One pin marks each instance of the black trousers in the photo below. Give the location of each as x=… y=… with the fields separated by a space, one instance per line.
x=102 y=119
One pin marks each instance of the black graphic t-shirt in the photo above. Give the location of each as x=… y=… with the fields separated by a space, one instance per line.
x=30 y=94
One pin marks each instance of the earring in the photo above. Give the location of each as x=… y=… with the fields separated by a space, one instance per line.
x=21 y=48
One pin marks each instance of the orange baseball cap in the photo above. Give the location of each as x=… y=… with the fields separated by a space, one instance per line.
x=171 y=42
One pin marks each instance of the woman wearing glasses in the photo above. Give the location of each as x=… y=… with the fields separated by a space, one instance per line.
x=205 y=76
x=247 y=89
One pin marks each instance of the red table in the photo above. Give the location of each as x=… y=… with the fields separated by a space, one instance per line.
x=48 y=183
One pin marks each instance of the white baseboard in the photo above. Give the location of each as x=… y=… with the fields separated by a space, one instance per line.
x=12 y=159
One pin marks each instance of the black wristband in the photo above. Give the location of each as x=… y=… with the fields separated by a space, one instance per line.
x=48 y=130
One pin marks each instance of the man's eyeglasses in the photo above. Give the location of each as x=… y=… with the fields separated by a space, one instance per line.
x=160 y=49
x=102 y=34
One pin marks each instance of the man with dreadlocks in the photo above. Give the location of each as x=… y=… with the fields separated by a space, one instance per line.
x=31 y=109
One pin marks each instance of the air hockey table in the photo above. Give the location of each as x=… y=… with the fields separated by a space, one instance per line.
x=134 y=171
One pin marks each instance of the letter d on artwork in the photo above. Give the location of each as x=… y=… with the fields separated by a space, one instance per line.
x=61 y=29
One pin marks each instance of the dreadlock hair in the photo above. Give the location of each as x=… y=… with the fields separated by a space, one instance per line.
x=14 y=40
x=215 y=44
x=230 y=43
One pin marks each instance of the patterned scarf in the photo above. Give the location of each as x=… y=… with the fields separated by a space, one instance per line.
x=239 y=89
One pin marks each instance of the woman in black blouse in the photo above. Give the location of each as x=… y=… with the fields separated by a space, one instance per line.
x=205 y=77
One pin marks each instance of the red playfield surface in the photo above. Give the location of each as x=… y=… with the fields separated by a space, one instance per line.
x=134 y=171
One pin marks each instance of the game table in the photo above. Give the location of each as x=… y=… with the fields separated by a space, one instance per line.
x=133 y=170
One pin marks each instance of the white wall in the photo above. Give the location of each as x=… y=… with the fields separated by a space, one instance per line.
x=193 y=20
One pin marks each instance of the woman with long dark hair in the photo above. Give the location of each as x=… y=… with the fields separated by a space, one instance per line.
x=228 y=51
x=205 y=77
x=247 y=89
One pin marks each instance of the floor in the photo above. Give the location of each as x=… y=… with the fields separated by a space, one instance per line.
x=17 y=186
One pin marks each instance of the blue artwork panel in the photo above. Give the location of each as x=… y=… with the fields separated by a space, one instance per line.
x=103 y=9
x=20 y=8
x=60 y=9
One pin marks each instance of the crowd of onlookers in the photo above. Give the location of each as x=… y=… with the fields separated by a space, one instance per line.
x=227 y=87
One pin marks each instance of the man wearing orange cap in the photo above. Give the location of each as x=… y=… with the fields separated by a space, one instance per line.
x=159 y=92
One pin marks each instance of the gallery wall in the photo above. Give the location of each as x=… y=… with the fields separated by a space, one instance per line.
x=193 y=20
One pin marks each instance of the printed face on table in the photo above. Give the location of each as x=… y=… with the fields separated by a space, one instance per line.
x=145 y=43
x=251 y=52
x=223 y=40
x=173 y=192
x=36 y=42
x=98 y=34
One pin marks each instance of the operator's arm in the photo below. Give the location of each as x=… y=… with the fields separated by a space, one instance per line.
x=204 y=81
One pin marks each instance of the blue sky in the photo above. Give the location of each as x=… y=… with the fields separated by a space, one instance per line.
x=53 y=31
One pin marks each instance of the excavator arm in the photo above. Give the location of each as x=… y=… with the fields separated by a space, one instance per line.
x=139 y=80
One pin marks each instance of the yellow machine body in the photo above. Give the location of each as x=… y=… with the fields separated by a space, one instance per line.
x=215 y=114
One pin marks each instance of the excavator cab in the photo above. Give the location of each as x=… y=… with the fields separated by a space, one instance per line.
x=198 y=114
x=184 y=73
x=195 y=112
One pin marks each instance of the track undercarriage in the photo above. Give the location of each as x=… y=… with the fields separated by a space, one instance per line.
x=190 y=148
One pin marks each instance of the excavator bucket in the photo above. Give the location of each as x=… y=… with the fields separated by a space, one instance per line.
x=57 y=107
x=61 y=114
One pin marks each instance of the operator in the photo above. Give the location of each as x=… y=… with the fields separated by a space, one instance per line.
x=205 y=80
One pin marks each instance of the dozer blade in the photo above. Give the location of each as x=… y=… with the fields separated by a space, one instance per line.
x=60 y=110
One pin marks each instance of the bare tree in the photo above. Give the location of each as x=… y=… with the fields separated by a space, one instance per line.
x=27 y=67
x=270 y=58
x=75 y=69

GIVEN INSTRUCTION. Please rewrite the rows from the line containing "One pin marks each instance of the gallery" through the last row, changing every "excavator" to "digger" and leaving everything else as it is.

FINISHED ANSWER.
One pin marks each instance of the gallery wall in the photo above. Give the location of each as x=… y=… with the fields separated by a space, one instance per line.
x=193 y=20
One pin marks each instance of the printed face on table in the photo above. Give the location of each as x=… y=… with the fields separated by a space, one instance per line.
x=145 y=43
x=251 y=52
x=223 y=40
x=173 y=192
x=36 y=42
x=98 y=34
One pin marks each instance of the operator's arm in the photo below. Give the location of each as x=… y=… with the fields separated by a space, one instance per line.
x=204 y=81
One pin marks each instance of the blue sky in the photo above. Give the location of each as x=… y=… with the fields separated by a space, one instance per line.
x=53 y=31
One pin marks each instance of the digger arm in the photo above. Give the location of each as x=… y=… with the fields separated by a space, one instance per line.
x=139 y=80
One pin marks each instance of the yellow machine body in the photo above. Give the location of each as x=… y=… with the fields separated by a space, one instance per line.
x=215 y=114
One pin marks each instance of the digger cab in the photo above. Give the location of each as x=… y=… with the fields separated by a space, one instance per line.
x=198 y=114
x=184 y=73
x=195 y=112
One pin marks each instance of the track undercarriage in the photo above. Give the location of each as x=… y=… with the fields separated by a space, one instance per line.
x=190 y=148
One pin marks each instance of the digger bucket in the photo above. Give the location of each as x=… y=… with the fields separated by a space, one instance per line.
x=57 y=107
x=61 y=114
One pin marks each instance of the operator in the photo above. Give the location of each as x=… y=… with the fields separated by a space, one instance per line.
x=205 y=80
One pin marks each instance of the dozer blade in the photo above. Give the location of each as x=… y=… with the fields separated by a space, one instance per line.
x=60 y=110
One pin marks each instance of the bare tree in the photo above. Give the location of each as x=… y=… with the fields separated by a space, one instance per line.
x=27 y=67
x=270 y=58
x=75 y=69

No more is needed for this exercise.